--- start MATERIAL FOR THIS TASK ---

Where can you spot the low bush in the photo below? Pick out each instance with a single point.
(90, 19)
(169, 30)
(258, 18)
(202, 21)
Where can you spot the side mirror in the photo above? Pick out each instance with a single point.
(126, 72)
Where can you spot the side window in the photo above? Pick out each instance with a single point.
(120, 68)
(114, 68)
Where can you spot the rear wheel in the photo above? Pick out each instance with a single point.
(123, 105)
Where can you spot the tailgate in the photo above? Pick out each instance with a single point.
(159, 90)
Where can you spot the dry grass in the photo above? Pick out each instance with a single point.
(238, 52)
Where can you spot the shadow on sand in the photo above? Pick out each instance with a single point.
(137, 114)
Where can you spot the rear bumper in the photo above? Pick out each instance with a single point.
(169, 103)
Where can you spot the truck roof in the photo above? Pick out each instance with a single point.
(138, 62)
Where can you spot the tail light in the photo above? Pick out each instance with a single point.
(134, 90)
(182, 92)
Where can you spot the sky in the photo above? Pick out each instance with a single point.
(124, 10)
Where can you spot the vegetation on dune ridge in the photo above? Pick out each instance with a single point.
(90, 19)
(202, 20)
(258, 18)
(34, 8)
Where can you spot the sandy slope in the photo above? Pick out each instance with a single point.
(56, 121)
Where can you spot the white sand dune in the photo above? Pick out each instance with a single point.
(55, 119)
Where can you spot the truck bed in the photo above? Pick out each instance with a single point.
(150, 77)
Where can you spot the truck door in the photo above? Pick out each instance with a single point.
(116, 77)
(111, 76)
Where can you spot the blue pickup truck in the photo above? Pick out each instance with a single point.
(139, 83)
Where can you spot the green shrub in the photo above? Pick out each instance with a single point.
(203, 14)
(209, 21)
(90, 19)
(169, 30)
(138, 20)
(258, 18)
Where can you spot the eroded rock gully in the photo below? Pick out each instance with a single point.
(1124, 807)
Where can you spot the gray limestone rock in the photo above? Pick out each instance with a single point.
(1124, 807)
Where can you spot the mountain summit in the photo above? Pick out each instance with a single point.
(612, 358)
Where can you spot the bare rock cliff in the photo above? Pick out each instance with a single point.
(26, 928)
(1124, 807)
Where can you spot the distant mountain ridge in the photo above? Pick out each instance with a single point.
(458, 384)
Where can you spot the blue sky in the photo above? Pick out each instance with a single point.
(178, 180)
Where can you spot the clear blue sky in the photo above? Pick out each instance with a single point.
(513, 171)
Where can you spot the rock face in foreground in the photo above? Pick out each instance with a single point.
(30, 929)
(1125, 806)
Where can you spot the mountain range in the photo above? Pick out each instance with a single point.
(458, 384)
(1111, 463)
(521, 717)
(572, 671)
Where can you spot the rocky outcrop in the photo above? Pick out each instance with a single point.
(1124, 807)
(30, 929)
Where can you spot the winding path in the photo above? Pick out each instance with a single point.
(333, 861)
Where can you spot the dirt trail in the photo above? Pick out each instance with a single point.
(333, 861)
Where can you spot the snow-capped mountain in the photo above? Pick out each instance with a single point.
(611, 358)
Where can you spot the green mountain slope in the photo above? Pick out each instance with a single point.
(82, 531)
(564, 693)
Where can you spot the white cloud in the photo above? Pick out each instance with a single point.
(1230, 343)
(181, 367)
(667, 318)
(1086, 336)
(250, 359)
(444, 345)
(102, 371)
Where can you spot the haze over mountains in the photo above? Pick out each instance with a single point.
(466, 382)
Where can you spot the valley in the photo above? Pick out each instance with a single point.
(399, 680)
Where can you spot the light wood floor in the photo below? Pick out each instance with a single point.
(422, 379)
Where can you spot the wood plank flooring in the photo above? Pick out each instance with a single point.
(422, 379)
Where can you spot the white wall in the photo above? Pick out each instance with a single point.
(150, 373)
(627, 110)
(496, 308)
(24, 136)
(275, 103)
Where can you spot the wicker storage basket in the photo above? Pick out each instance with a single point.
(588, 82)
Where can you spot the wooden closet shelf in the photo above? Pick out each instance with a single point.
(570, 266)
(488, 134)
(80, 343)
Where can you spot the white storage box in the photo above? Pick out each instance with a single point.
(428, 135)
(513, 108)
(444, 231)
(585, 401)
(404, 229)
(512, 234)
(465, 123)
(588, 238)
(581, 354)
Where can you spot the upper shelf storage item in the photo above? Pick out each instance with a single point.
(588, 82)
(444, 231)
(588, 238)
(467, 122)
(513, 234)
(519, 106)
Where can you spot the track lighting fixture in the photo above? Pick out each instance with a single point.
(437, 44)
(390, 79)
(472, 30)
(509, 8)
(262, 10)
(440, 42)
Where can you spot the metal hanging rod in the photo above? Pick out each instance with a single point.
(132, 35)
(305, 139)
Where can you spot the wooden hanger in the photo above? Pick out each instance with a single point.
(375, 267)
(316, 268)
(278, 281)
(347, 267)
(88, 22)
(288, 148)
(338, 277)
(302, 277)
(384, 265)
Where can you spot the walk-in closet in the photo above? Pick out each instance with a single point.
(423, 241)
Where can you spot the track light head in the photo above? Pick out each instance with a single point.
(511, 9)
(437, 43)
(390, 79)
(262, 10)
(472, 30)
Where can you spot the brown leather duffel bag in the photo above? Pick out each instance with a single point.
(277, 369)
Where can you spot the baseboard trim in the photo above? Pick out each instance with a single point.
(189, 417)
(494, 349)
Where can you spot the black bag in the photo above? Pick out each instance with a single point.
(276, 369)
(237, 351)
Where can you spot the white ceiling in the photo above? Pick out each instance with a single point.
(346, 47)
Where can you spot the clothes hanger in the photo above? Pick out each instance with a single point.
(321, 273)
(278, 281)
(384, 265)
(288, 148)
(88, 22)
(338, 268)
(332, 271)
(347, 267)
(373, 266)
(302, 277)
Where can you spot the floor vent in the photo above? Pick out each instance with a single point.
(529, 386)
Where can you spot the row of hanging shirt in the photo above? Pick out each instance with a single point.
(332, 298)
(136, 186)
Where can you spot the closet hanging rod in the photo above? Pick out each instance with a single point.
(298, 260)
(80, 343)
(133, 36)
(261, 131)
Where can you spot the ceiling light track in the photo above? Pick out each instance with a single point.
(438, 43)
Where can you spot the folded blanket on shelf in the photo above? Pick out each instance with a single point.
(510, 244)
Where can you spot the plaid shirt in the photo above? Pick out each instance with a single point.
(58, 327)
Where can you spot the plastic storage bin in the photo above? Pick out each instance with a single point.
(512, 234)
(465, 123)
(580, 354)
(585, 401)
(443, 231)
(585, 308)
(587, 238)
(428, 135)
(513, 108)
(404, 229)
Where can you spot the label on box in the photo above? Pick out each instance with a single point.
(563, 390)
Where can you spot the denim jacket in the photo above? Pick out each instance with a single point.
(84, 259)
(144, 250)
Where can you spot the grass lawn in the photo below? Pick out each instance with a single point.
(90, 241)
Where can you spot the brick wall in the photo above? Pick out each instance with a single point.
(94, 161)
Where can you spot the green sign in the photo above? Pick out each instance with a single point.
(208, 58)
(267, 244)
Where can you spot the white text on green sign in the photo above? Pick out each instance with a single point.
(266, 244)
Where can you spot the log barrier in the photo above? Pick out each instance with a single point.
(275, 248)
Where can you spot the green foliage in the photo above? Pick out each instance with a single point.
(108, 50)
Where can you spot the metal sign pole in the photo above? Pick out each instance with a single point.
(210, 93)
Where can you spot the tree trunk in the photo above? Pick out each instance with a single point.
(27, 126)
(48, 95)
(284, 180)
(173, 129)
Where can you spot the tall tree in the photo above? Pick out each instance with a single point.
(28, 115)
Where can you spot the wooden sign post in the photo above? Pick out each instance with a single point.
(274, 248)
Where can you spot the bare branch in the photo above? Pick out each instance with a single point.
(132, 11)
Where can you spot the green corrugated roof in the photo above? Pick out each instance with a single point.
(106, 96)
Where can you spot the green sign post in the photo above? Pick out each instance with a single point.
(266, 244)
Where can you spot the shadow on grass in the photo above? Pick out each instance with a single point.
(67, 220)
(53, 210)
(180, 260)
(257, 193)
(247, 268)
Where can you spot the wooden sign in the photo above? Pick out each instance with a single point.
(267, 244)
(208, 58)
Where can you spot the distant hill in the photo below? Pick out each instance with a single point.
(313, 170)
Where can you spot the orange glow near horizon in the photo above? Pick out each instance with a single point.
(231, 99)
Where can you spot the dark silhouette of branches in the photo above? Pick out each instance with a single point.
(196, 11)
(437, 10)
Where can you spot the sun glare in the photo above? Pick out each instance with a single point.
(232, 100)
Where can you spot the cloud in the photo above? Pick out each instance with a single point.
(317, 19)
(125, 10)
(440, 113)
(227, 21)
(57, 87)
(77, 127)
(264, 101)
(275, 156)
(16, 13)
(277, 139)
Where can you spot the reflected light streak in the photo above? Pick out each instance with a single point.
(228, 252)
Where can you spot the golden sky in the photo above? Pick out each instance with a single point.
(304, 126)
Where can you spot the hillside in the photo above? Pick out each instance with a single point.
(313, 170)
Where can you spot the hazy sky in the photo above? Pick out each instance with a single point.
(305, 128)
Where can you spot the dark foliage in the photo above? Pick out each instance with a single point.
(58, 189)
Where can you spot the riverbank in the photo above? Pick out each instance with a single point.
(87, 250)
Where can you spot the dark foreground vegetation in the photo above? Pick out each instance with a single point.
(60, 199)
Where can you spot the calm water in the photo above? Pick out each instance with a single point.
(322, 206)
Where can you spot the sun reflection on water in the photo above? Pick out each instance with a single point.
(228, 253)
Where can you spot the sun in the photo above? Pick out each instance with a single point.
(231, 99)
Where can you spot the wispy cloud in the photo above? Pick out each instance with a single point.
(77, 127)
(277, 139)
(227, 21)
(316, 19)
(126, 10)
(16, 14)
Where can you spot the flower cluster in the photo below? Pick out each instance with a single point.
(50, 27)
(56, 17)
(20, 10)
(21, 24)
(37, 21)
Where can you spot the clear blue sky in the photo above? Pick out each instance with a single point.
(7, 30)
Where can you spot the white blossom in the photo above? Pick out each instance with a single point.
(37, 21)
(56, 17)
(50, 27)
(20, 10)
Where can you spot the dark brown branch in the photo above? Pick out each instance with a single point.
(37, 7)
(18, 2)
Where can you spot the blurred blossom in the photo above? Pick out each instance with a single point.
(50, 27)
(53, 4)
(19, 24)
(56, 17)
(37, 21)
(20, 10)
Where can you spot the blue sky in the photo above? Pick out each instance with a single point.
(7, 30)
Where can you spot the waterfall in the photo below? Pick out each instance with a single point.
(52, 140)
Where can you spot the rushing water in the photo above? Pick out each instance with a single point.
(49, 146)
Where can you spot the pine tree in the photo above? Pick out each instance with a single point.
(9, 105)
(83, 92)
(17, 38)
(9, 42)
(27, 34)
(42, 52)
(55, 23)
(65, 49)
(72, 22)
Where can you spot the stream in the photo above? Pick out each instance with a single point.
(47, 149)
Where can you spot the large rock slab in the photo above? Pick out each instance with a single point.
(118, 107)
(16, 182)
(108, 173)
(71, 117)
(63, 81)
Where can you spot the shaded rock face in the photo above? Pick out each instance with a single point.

--- end MATERIAL FOR THIS TASK ---

#### TASK TO CARRY OUT:
Copy exactly the lines from the one containing "Where can you spot the dark foreground" through the last line of the records, both included, and nothing else.

#### FINISHED EXERCISE:
Where can you spot the dark foreground vegetation in the photo above? Pick out each instance with a single point.
(60, 199)
Where can you spot the calm water in the photo above? Pick out each instance with a single point.
(322, 206)
Where can you spot the sun reflection on water in the photo above? Pick out each instance with a single point.
(228, 253)
Where can you spot the sun in the photo above? Pick out each instance with a single point.
(231, 99)
Where can you spot the wispy cloud in the photo above? Pick out each instance with a single point.
(77, 127)
(277, 139)
(227, 21)
(316, 19)
(126, 10)
(16, 14)
Where can you spot the flower cluster in the photo below? Pick out each instance with a single point.
(50, 27)
(56, 17)
(20, 10)
(21, 24)
(37, 21)
Where can you spot the clear blue sky in the photo above? Pick out each instance with a single point.
(7, 30)
Where can you spot the white blossom in the photo above? Pick out each instance with a single point.
(37, 21)
(56, 17)
(50, 27)
(20, 10)
Where can you spot the dark brown branch in the photo above? Pick out each instance with a single point.
(37, 7)
(18, 2)
Where can you spot the blurred blossom in the photo above? Pick out each instance with a single point.
(50, 27)
(53, 4)
(19, 24)
(56, 17)
(37, 21)
(20, 10)
Where can you spot the blue sky in the photo above? Pick out each instance with a single point.
(7, 30)
Where can you spot the waterfall in the photo below? Pick out each instance with a single point.
(52, 140)
Where can you spot the rushing water in the photo above? Pick out each instance with a single point.
(49, 146)
Where can you spot the pine tree in the photo above? Pick out each instance with a single point.
(9, 105)
(83, 92)
(17, 38)
(9, 42)
(27, 34)
(42, 52)
(55, 23)
(65, 49)
(72, 22)
Where can you spot the stream in the photo above? Pick out each instance with a single point.
(47, 149)
Where can you spot the large rock slab in the photo above? Pick out each instance with a single point.
(118, 107)
(16, 182)
(108, 173)
(71, 117)
(63, 81)
Where can you spot the shaded rock face in the photo above? Pick out each instance with a single point.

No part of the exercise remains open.